* Natural-language object grounding data:
+-------+

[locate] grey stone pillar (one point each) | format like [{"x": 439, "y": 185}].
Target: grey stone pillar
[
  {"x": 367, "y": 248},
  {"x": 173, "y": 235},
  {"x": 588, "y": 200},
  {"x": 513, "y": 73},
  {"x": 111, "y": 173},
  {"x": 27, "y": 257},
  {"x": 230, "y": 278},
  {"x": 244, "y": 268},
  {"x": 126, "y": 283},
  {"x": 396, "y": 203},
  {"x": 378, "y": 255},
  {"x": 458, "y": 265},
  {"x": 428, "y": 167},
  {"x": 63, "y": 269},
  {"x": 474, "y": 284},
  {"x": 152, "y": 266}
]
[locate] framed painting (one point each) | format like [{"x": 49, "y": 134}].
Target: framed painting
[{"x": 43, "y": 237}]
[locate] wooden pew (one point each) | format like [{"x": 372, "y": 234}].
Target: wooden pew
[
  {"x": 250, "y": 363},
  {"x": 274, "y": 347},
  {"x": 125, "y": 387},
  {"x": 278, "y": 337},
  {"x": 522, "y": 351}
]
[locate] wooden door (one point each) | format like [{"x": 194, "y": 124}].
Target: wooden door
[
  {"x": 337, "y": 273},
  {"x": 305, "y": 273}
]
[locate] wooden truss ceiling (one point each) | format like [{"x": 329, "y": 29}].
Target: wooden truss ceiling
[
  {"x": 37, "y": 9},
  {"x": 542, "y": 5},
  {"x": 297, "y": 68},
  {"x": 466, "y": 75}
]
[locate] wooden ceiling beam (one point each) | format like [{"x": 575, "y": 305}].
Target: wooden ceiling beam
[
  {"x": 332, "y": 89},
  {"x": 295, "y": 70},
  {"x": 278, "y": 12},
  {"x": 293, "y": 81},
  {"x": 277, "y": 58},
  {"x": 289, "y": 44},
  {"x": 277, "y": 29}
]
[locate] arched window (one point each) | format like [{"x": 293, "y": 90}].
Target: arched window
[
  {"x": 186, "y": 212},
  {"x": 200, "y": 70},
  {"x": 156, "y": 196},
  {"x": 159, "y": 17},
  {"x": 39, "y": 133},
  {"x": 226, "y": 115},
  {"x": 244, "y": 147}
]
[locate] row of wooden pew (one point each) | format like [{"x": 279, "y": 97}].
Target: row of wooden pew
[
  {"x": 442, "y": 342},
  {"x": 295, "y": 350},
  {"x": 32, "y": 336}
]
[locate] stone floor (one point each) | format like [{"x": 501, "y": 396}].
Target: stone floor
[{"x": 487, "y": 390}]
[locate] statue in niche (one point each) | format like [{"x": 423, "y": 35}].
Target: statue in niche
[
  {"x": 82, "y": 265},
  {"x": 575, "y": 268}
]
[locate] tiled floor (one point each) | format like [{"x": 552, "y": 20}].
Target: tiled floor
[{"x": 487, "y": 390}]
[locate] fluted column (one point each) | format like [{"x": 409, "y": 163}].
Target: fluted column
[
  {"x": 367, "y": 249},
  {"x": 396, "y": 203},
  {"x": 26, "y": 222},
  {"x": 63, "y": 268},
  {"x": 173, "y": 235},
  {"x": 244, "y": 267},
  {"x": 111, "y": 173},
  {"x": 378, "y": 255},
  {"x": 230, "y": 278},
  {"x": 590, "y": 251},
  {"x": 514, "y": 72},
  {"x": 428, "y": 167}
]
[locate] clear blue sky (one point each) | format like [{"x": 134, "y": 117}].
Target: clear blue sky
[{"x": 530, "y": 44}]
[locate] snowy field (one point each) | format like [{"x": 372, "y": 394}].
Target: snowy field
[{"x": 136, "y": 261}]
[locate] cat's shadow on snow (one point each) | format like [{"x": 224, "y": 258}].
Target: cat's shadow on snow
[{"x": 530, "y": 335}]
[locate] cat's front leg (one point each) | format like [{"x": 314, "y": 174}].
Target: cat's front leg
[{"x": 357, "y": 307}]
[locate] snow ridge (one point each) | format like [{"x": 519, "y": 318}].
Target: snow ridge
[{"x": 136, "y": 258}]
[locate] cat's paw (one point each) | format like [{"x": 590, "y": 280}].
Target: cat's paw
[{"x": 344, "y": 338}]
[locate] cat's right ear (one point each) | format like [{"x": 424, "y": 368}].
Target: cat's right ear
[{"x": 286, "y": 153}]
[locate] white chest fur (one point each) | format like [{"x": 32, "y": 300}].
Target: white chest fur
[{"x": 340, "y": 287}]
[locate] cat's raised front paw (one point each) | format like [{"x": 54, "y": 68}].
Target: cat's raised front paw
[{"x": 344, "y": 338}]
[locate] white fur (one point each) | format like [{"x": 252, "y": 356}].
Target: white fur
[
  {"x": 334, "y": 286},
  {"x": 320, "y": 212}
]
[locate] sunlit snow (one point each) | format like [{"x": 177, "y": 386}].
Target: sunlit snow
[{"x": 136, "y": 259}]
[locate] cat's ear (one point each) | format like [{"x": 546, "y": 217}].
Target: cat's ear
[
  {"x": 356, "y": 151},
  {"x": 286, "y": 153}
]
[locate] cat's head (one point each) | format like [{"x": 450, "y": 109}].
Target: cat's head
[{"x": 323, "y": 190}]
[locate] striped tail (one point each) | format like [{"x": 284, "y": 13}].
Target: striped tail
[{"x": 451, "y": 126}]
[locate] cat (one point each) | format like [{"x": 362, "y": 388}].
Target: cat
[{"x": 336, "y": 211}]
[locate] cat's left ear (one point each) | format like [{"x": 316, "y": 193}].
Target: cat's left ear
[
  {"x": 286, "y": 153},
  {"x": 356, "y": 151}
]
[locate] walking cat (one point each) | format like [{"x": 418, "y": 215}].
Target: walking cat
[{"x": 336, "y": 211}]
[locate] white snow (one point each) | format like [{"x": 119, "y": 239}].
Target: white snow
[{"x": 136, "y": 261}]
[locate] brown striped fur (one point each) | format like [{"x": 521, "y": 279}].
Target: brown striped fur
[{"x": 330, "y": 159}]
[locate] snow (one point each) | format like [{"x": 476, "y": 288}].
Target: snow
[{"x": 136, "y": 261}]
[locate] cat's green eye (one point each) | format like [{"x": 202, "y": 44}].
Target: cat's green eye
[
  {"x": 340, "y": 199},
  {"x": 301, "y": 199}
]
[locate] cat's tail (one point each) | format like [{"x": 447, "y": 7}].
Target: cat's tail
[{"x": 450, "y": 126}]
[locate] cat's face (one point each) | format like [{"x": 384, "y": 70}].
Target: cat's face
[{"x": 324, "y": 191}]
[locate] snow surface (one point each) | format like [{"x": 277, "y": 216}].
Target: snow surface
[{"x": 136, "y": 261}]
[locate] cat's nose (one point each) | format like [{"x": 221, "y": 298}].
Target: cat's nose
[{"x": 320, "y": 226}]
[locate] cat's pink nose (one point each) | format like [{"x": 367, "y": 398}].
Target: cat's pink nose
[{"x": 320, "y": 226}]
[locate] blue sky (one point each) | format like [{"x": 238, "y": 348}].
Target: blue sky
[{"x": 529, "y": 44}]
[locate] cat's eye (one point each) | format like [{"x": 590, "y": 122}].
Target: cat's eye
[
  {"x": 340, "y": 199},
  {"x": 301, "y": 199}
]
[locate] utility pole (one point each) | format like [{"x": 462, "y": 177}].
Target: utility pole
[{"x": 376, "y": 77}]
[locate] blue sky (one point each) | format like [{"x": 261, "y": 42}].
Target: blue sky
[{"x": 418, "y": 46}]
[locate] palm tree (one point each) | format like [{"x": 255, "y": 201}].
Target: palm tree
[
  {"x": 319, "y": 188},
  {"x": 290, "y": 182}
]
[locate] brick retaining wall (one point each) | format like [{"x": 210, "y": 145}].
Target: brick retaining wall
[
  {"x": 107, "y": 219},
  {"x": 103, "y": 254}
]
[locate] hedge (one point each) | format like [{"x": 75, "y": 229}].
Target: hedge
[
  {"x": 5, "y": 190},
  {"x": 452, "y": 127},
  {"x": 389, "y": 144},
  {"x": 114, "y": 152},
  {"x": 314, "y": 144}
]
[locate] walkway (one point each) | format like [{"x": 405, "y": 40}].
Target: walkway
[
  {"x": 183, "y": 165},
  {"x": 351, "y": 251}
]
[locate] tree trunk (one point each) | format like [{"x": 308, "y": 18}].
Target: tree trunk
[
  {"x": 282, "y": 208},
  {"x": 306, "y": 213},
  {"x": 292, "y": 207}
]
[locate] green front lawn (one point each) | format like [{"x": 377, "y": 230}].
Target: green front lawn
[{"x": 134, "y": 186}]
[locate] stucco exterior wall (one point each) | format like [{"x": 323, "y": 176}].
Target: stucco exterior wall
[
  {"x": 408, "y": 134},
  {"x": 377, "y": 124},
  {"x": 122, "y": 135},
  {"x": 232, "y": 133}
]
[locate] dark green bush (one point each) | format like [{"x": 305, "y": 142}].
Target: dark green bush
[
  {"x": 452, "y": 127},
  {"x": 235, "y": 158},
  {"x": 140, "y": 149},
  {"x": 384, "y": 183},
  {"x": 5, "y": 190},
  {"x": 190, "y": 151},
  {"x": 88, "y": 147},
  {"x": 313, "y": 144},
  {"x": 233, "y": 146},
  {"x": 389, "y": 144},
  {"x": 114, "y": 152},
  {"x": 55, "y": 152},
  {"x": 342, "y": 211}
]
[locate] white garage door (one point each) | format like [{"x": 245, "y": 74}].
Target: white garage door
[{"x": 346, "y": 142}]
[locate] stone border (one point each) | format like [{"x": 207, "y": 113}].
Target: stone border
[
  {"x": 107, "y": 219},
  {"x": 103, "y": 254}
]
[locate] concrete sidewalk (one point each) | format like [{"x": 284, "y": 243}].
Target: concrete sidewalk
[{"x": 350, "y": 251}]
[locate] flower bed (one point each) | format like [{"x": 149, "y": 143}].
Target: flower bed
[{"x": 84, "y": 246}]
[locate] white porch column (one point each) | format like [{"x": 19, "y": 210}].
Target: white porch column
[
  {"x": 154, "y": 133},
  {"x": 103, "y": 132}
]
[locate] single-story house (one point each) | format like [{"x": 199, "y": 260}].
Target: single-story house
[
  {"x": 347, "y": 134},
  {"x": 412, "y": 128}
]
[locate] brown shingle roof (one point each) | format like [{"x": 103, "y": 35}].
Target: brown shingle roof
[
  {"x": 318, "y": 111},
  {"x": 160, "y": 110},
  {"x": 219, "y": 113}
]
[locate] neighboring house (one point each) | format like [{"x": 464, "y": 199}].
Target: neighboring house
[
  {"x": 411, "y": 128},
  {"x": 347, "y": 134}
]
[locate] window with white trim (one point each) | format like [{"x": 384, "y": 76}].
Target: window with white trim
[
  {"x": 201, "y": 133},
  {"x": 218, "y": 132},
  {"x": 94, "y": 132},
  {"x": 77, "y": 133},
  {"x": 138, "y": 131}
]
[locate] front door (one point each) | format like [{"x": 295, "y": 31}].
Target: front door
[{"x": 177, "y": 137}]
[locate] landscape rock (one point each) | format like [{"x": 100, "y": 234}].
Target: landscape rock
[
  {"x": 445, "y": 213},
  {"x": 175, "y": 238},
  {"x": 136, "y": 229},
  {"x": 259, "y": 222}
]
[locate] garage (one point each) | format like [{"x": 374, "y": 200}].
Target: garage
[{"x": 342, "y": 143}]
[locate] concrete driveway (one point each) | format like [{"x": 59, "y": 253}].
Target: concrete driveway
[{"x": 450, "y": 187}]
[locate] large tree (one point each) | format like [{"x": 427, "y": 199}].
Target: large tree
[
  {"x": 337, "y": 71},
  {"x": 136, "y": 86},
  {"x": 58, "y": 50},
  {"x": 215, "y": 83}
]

+-------+

* Exercise aim: An exact copy of the lines above, from the one containing "Target: cat's left ear" down to the one containing "[locate] cat's eye" and including both, is the whole answer; retype it and nothing else.

* Expected answer:
Target: cat's left ear
[
  {"x": 286, "y": 153},
  {"x": 356, "y": 151}
]
[locate] walking cat (one point each) | format like [{"x": 418, "y": 215}].
Target: walking cat
[{"x": 336, "y": 211}]
[locate] white snow (one point each) | format like [{"x": 119, "y": 239}].
Target: white snow
[{"x": 136, "y": 261}]
[locate] brown striped fur (one point each) | format like [{"x": 521, "y": 279}].
Target: brown striped fur
[{"x": 330, "y": 159}]
[locate] snow (one point each) | format like [{"x": 476, "y": 288}].
Target: snow
[{"x": 136, "y": 261}]
[locate] cat's green eye (one point each) | format like [{"x": 202, "y": 44}].
Target: cat's green eye
[
  {"x": 340, "y": 199},
  {"x": 301, "y": 199}
]
[locate] cat's tail (one point each) | format like [{"x": 447, "y": 7}].
Target: cat's tail
[{"x": 450, "y": 126}]
[locate] cat's face (one point each) | format like [{"x": 384, "y": 70}].
Target: cat's face
[{"x": 324, "y": 191}]
[locate] snow surface (one point each) | format like [{"x": 277, "y": 216}].
Target: snow surface
[{"x": 136, "y": 261}]
[locate] cat's nose (one point each) | format like [{"x": 221, "y": 298}].
Target: cat's nose
[{"x": 320, "y": 226}]
[locate] cat's pink nose (one point each) | format like [{"x": 367, "y": 398}].
Target: cat's pink nose
[{"x": 320, "y": 226}]
[locate] blue sky (one point each) | format like [{"x": 238, "y": 348}].
Target: blue sky
[{"x": 529, "y": 44}]
[locate] cat's eye (one point each) | format like [{"x": 590, "y": 122}].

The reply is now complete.